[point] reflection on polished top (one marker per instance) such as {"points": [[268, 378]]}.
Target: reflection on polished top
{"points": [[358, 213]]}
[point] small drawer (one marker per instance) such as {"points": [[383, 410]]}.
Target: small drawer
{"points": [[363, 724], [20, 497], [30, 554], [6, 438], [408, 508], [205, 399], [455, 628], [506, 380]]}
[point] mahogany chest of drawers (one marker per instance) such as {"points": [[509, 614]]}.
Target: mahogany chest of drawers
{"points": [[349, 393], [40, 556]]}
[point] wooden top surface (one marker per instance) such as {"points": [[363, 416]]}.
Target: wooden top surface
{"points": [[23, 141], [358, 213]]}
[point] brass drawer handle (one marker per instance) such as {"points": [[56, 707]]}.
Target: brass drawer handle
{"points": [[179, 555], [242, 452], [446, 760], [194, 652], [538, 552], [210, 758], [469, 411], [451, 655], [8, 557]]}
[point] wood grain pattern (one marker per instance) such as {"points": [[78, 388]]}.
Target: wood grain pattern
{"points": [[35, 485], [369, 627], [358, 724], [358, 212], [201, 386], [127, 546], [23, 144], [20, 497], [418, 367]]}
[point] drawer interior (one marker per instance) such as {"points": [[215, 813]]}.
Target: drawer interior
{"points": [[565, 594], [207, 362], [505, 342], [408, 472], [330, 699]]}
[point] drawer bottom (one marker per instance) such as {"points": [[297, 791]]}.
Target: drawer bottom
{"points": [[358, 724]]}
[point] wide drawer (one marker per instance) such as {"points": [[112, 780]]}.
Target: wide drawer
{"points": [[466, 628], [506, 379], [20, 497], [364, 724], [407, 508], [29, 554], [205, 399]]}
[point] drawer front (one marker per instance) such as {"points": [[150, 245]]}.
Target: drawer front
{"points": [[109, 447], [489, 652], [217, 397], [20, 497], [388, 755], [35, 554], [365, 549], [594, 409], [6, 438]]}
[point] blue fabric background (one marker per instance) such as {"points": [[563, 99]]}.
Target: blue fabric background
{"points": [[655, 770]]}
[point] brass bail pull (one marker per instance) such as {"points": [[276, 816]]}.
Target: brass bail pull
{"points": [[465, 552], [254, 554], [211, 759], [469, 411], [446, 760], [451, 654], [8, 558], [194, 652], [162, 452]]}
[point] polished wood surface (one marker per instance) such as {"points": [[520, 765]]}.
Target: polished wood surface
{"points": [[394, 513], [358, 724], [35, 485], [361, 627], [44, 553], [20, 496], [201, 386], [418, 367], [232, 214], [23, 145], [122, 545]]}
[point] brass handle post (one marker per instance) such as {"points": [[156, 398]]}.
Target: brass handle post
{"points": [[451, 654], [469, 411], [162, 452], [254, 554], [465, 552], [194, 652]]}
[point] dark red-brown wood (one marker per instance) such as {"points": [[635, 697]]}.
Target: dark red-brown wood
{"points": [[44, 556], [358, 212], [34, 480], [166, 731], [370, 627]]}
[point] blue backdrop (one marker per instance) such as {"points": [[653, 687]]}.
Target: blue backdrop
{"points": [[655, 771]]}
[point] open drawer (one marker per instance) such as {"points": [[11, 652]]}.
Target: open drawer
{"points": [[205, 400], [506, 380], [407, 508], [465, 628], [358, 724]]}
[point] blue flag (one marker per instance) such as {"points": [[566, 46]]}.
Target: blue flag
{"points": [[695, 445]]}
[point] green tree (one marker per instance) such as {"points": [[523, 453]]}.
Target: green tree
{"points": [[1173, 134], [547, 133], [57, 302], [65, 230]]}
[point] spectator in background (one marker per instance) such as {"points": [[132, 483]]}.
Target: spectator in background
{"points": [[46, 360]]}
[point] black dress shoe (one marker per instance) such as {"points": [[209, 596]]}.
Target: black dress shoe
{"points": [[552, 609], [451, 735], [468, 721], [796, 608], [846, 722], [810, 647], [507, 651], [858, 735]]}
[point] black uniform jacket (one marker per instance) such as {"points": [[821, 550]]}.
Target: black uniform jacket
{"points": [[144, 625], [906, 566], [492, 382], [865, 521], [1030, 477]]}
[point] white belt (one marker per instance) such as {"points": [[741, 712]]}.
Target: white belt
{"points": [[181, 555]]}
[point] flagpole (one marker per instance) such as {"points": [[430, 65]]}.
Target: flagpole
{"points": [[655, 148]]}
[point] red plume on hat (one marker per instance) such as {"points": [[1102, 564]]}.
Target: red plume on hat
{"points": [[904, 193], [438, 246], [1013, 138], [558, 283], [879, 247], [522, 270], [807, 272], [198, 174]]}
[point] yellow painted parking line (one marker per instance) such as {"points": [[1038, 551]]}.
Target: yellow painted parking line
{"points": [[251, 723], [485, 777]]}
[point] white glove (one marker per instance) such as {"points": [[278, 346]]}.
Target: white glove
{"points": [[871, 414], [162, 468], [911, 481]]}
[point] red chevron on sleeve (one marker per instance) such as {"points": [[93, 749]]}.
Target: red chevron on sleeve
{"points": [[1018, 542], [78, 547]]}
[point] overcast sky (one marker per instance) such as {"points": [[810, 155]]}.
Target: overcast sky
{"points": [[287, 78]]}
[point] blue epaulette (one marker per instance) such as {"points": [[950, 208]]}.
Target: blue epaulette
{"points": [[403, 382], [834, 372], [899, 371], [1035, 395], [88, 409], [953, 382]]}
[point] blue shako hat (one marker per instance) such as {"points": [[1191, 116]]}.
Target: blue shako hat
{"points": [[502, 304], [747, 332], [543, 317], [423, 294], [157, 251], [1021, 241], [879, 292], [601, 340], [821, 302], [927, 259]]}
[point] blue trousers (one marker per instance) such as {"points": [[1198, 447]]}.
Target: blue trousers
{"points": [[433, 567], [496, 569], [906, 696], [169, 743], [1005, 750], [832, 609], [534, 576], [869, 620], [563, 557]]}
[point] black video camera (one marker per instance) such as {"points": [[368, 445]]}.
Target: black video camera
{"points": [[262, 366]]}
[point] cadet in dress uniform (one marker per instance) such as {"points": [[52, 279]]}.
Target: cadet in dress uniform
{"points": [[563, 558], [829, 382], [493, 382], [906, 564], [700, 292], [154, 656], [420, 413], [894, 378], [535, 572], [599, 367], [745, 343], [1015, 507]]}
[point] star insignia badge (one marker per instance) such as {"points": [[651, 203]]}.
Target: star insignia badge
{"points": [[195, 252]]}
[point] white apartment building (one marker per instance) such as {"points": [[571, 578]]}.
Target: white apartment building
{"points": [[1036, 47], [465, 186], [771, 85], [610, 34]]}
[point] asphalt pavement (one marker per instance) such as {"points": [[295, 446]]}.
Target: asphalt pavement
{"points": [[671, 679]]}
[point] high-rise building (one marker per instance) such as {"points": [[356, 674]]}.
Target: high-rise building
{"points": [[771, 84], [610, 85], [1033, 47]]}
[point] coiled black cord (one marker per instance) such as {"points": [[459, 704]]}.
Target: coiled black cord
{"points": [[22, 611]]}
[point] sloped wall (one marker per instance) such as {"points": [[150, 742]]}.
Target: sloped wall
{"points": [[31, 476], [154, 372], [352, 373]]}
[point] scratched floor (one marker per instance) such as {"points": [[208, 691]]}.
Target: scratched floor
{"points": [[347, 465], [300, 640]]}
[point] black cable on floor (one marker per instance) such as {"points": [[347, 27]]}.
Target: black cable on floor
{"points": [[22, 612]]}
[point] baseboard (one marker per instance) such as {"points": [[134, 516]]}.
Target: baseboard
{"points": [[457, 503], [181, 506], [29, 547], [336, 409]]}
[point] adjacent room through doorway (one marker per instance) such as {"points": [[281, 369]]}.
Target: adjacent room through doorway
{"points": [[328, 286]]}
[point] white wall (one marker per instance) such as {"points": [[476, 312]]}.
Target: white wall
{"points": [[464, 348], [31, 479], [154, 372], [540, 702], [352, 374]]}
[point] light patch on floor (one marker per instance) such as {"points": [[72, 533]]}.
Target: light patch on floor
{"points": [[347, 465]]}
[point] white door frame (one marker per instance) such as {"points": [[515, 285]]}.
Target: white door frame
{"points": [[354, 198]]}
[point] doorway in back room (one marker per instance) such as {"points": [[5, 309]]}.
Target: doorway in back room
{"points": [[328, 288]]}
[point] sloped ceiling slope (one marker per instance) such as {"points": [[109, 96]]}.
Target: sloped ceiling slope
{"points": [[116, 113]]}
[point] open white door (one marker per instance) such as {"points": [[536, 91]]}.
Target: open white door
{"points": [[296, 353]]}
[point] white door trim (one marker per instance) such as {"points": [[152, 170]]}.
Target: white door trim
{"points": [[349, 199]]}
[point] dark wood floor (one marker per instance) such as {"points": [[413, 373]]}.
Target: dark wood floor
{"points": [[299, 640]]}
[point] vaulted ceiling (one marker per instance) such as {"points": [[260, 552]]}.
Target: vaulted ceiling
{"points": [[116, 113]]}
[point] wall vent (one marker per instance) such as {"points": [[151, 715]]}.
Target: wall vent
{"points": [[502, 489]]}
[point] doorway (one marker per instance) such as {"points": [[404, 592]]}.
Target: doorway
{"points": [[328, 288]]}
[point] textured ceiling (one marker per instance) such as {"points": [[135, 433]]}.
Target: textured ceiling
------------------------------------------------------------------------
* Exercise aim
Exact reproduction is required. Give the lines of the data from its first line through the line containing "[point] brass bail", and no others.

* Solution to the problem
[point] reflection on polished top (one marker per instance) such as {"points": [[268, 378]]}.
Target: reflection on polished top
{"points": [[358, 213]]}
[point] small drawer (one marker per instance) such as {"points": [[383, 410]]}.
Target: small drawer
{"points": [[363, 724], [20, 497], [30, 554], [6, 438], [408, 508], [205, 399], [455, 628], [506, 380]]}
[point] mahogany chest of drawers (one marker per instance) such as {"points": [[509, 614]]}.
Target: mahogany chest of drawers
{"points": [[349, 393], [40, 556]]}
[point] wooden top surface (one marker per instance) such as {"points": [[363, 416]]}.
Target: wooden top surface
{"points": [[23, 141], [358, 213]]}
[point] brass drawer handle (one marker per instance) such as {"points": [[56, 707]]}.
Target: brass drawer handle
{"points": [[179, 555], [242, 452], [446, 760], [194, 652], [538, 552], [210, 758], [469, 411], [451, 655], [8, 557]]}
[point] wood grain pattern (one marker per instance) such as {"points": [[78, 388]]}.
Target: wood grain pattern
{"points": [[35, 485], [369, 627], [358, 724], [358, 212], [201, 386], [127, 546], [23, 144], [20, 497], [418, 367]]}
[point] drawer interior (one marker per instance) such as {"points": [[215, 813]]}.
Target: drawer interior
{"points": [[565, 594], [207, 362], [505, 342], [408, 472], [330, 699]]}
[point] drawer bottom (one marker per instance) such as {"points": [[297, 791]]}.
Target: drawer bottom
{"points": [[358, 724]]}
[point] wide drawer (one marker per instance) such as {"points": [[112, 780]]}.
Target: wide drawer
{"points": [[466, 628], [506, 379], [20, 497], [364, 724], [407, 508], [29, 554], [205, 399]]}
[point] drawer front (one marker per instance) such as {"points": [[150, 245]]}.
Target: drawer front
{"points": [[109, 447], [489, 652], [217, 397], [20, 497], [388, 755], [35, 554], [365, 549], [594, 409], [6, 438]]}
[point] blue fabric background (one marker per instance) such as {"points": [[563, 99]]}.
Target: blue fabric background
{"points": [[655, 770]]}
[point] brass bail pull (one marker per instance) such as {"points": [[276, 816]]}.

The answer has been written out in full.